*** Opening of DOCUMENT SEGMENT ***

Vicksburg: Grant's Campaign That Broke the Confederacy by Donald L. Miller

May 18, 2024 12:30



The astonishing story of the longest and most decisive military campaign of the Civil War in Vicksburg, Mississippi, which opened the Mississippi River, split the Confederacy, freed tens of thousands of slaves, and made Ulysses S. Grant the most important general of the war.

Vicksburg, Mississippi, was the last stronghold of the Confederacy on the Mississippi River. It prevented the Union from using the river for shipping between the Union-controlled Midwest and New Orleans and the Gulf of Mexico. The Union navy tried to take Vicksburg, which sat on a high bluff overlooking the river, but couldn’t do it. General Grant moved his army south and joined forces with Admiral Porter, but even together they could not come up with a successful plan. At one point Grant even tried to build a canal so that the river could be diverted away from Vicksburg.

In Vicksburg, Donald L. Miller tells the full story of this year-long campaign to win the city. He brings to life all the drama, characters, and significance of Vicksburg, a historic moment that rivals any war story in history. Grant’s efforts repeatedly failed until he found a way to lay siege and force the city to capitulate. In the course of the campaign, tens of thousands of slaves fled to the Union lines, where more than twenty thousand became soldiers, while others seized the plantations they had been forced to work on, destroying the economy of a large part of Mississippi and creating a social revolution.

Ultimately, Vicksburg was the battle that solidified Grant’s reputation as the Union’s most capable general. Today no general would ever be permitted to fail as often as Grant did, but in the end he succeeded in what he himself called the most important battle of the war, the one that all but sealed the fate of the Confederacy.

*** Close of DOCUMENT SEGMENT ***
*** Opening of INPUT DATA ***

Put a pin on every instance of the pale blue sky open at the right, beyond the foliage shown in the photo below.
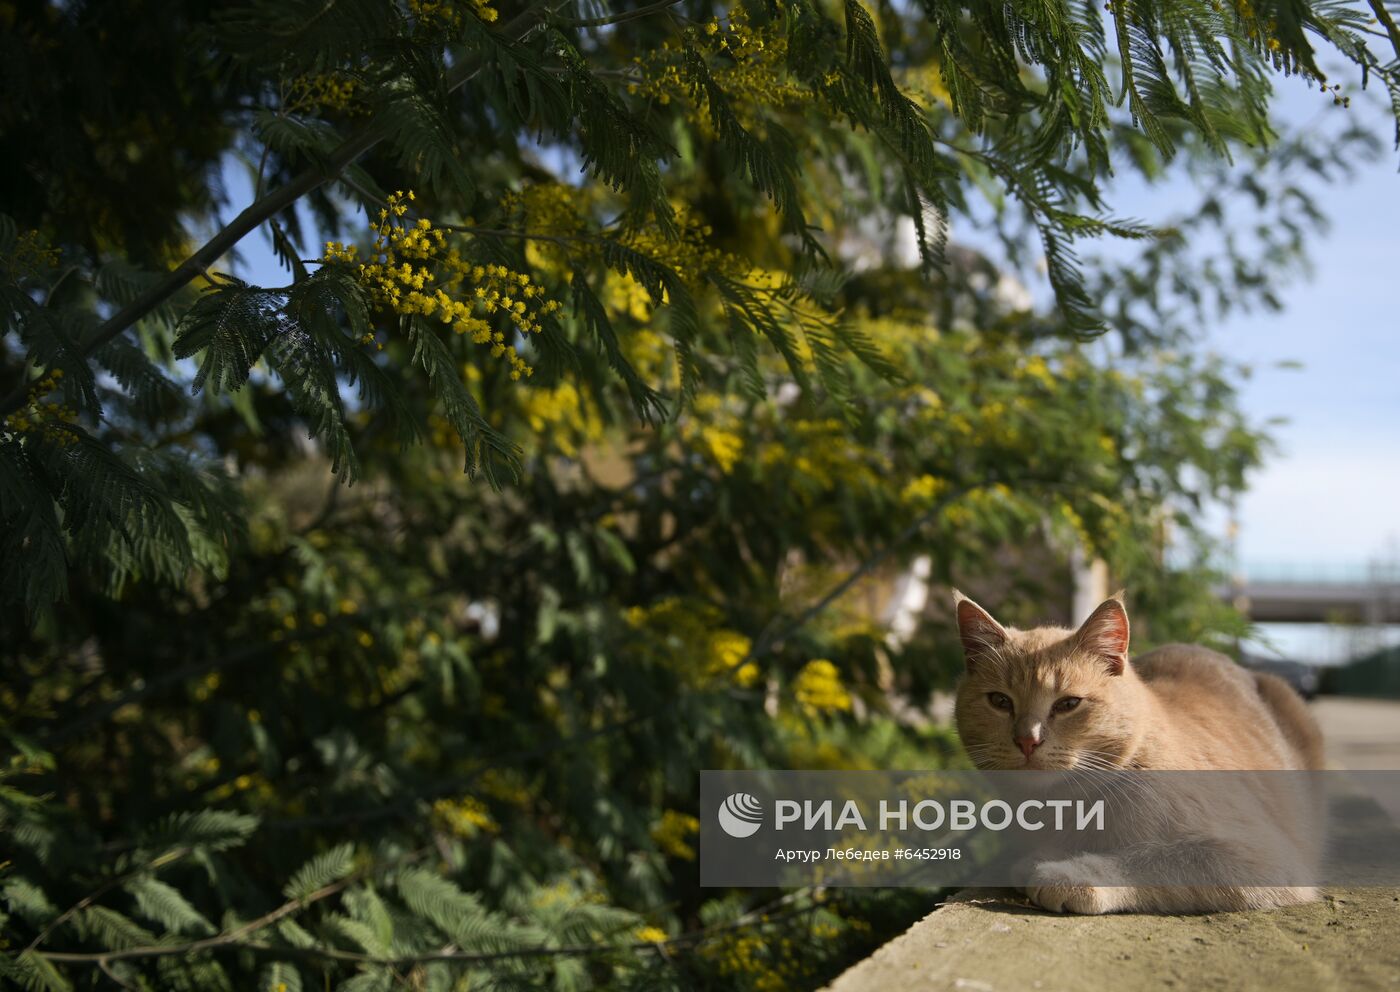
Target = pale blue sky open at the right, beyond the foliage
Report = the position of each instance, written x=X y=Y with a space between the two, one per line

*** Close of INPUT DATA ***

● **TASK LIST**:
[A] In the Vicksburg book description, how many of the slaves who fled to the Union lines became soldiers?
[B] Retype the passage of the Vicksburg book description from "The astonishing story" up to and including "away from Vicksburg.".

● **SOLUTIONS**:
[A] More than twenty thousand.

[B]
The astonishing story of the longest and most decisive military campaign of the Civil War in Vicksburg, Mississippi, which opened the Mississippi River, split the Confederacy, freed tens of thousands of slaves, and made Ulysses S. Grant the most important general of the war.

Vicksburg, Mississippi, was the last stronghold of the Confederacy on the Mississippi River. It prevented the Union from using the river for shipping between the Union-controlled Midwest and New Orleans and the Gulf of Mexico. The Union navy tried to take Vicksburg, which sat on a high bluff overlooking the river, but couldn’t do it. General Grant moved his army south and joined forces with Admiral Porter, but even together they could not come up with a successful plan. At one point Grant even tried to build a canal so that the river could be diverted away from Vicksburg.